▸ **Instructions to follow**:
Render every line of all the records below as a JSON list of strings, one string per line, leaving out any blank lines.

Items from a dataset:
-- -- --

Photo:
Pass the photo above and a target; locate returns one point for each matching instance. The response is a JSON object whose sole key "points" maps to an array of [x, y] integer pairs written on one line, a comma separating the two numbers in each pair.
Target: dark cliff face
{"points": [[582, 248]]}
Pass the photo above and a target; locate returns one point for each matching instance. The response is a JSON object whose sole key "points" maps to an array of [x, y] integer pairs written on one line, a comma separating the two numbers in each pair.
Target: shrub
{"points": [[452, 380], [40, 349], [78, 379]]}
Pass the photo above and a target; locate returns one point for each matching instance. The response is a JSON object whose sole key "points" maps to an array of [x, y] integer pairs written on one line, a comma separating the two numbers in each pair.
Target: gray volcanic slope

-- -- --

▸ **Output of the exercise**:
[
  "Photo:",
  "Pass the photo above and a target; locate returns one point for each matching instance. The response is a JSON object whose sole key \"points\" maps to an array of [x, y] integer pairs written on one line, a comma separating the two numbers in each pair.",
  "Target: dark cliff face",
  "{\"points\": [[582, 248]]}",
  "Pass the photo above and a target; locate returns one point for each matching instance. The response is a JSON object whose sole key \"points\" maps to an array of [x, y] integer pairs written on one line, a comma separating the two numbers in each pair.",
  "Target: shrub",
  "{\"points\": [[452, 380], [40, 349], [78, 379]]}",
  "Pass the photo above and a target; locate returns one point for each matching instance. The response is a JSON object whose sole key \"points\" maps to an array of [x, y] integer pairs written on one line, a comma separating the two numbers in each pair.",
  "Target: gray volcanic slope"
]